> SUPPLIED PASSAGE:

- - -

On 17 September 2019, the Group received an amended writ of summons (the "Writ") issued by Societe Generale, Singapore Branch (the "Plaintiff") in which, among others, Pacific Dragon (Hong Kong) Energy Limited ("Pacific Dragon") and Daisho Microline Limited ("DML"), two wholly-owned subsidiaries of the Company, have been joined as additional defendants to the proceedings of the High Court (case number HCA 1617/2019) (the "Proceedings") which were originally issued against, among others, (1) Ms. Cheung Lai Na ("Ms. Cheung"), an ex-director of the Company who resigned on 4 September 2019 and an ex-shareholder of the Company holding approximately 20.84% interest in the Company on trust for her family until she ceased to hold any of the interest on trust for her family on 14 August 2019, and (2) Inter-Pacific Petroleum Pte Ltd ("Inter-Pacific Petroleum"), a wholly owned subsidiary of Inter-Pacific Group Pte Ltd ("Inter-Pacific Group"), a company incorporated in Singapore with limited liability which is principally engaged in trading of petrochemical products and owned as to 85% by Ms. Cheung, and 15% by an independent third party. Pursuant to the Writ, the Plaintiff claims, among other things, against Inter-Pacific Petroleum for payment for breach of certain trade finance facilities granted to Inter-Pacific Petroleum in the outstanding sum as at 28 August 2019 of approximately US$89,849,000.

In connection with the Writ, the Plaintiff obtained an injunction order against, among others, Pacific Dragon and DML, pursuant to which (1) Pacific Dragon is restricted from disposing of or dealing with the sum of approximately US$24,963,000 paid into its bank account during the period from 1 June 2019 to 31 August 2019 and any of its assets whether within or outside Hong Kong up to the same value; and (2) DML is restricted from disposing of or dealing with the sum of approximately US$6,653,000 paid into its bank account during the period from 1 June 2019 to 31 August 2019 and any of its assets whether within or outside Hong Kong up to the same value. The injunction order was continued on the return hearing held on 20 September 2019. The hearing has been adjourned to be heard on 5 February 2020.

The above details have been disclosed in the Company's announcements dated 18 September 2019 and 29 October 2019 respectively. As at 31 March 2020, the bank balances of DML and Pacific Dragon subject to the above litigation amounted to approximately HK$12,019,000. Given the general adjourned period started on 29 January 2020 and ended on 3 May 2020, the hearing has been rescheduled to 22 June 2020. On 22 June 2020, the hearing was held and the judgement handed down on 10 July 2020. According to the decision of High Court of Hong Kong dated 10 July 2020, the aggregate amount injuncted against Pacific Dragon and DML should be reduced to approximately HK$10,229,000 and the injunction is permitted to be discharged if the same amount injuncted is paid into the Court. Pacific Dragon and DML were also awarded costs to be paid by the Plaintiff. DML made the payment of HK$6,783,017.52 into court on 24th November 2020 and the injunction order on DML has been lifted. Injunction order in respect of Pacific Dragon continues pending payment of HK$3,445,888.78 into court for it to be lifted.

- - -

> GIVEN INSTRUCTION A:
Answer these questions using the passage on the Societe Generale lawsuit:
(i) What outstanding sum as at 28 August 2019 does the Plaintiff claim against Inter-Pacific Petroleum?
(ii) What sum paid into Pacific Dragon's bank account is Pacific Dragon restricted from dealing with under the injunction order?
(iii) On what date did DML pay money into court, and how much did it pay?
> GIVEN INSTRUCTION B: Carry on writing the passage on the Societe Generale lawsuit from the point where it ends.

> GIVEN INFORMATION:
- - -

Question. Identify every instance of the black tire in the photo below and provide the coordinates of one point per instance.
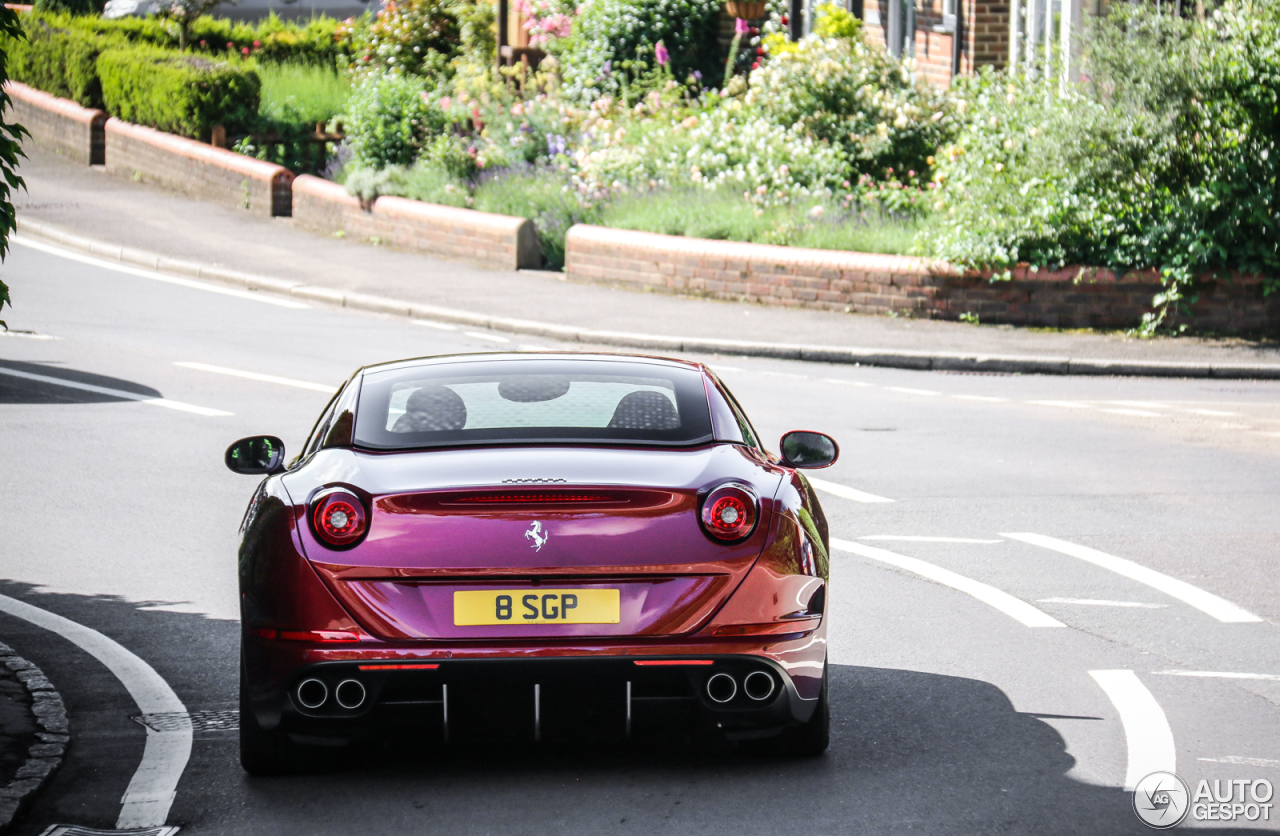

- - -

> TASK OUTPUT A:
(i) Approximately US$89,849,000.
(ii) Approximately US$24,963,000, paid in during the period from 1 June 2019 to 31 August 2019.
(iii) DML paid HK$6,783,017.52 into court on 24th November 2020.

> TASK OUTPUT B:
Save as disclosed above, there is no further update for the above litigation up to the Latest Practicable Date.

With reference to the opinion of the Group's lawyer, the Directors are of view that Pacific Dragon and DML have a reasonable ground of defense. Having considered the significant legal and professional fees incurred and/or to be incurred for the case, the directors of the Company are considering all possible alternative solutions.

(c)Litigation with Inter-Pacific Group

In November 2019, the Group instructed its lawyer to issue a legal letter to Inter-Pacific Group, demanding Inter-Pacific Group to return the deposit of HK$14,574,000 to the Group which had paid to Inter-Pacific Group for the acquisition of the two of the four vessels, namely Pacific Energy 8 and Pacific Energy 168, pursuant to the sale and purchase agreement dated 29 September 2017 (the "SPA").

Pursuant to the SPA, the third consideration would be satisfied by the Group in the following manner: (i) on the date the SPA, a cash payment of HK$14,574,000 (the "Third Deposit"); (ii) at third completion, a cash payment of HK$10,151,000 and the balance of the remaining third consideration, equivalent to HK$72,435,000, will be settled by the Group issuing to Inter-Pacific Group (or its designated nominee) the promissory note in the principal amount of HK$72,435,000. In the event that the conditions specified in the SPA are not fulfilled or waived on or before 30 September 2019, the Third Deposit shall be returned by Inter-Pacific Group to the Group (or such persons as it may direct), without interest, in immediately available funds within five business days from the 30 September 2019. As the conditions precedent of the SPA with respect to the acquisition of Pacific Energy 8 and Pacific Energy 168 have not been fulfilled, in particular, Mortgage 8 and Mortgage 168 (as defined in the Company's circular dated 27 December 2017) have not been discharged in full by 30 September 2019 and the SPA had been terminated accordingly. Inter-Pacific Group had to fulfill its obligation to return the Third Deposit to the Group by the prescribed deadline.

Therefore, the Group issued a legal letter to demand Inter-Pacific Group to make an immediately repayment of the Third Deposit in the sum of HK$14,574,000 to the Group.

Inter-Pacific Group was placed under liquidation by the Singapore Court on 27 March 2020 pursuant to the Order of Court HC/ORC 2247/2020. In June 2020, the Company has filed the proof of debt to the liquidators.

In view of the fact that Inter-Pacific Group was known to have financial difficulties, an impairment loss on the refundable deposits of approximately HK$14,574,000 was charged to profit or loss during the year ended 31 March 2020.

Up to the Latest Practicable Date, there is no further update for the above litigation.

As at the Latest Practicable Date, save as disclosed above, no member of the Group was engaged in any litigation or arbitration of material importance and no litigation, arbitration or claim of material importance was known to the Directors to be pending or threatened against any member of the Group.

6.

INTERESTS IN CONTRACTS AND ASSETS

As at the Latest Practicable Date, no contract or arrangement of significance in relation to the Group's business to which the Company or any of its subsidiaries was a party and in which any of the Directors had a material interest, whether directly or indirectly, subsisted as at the Latest Practicable Date.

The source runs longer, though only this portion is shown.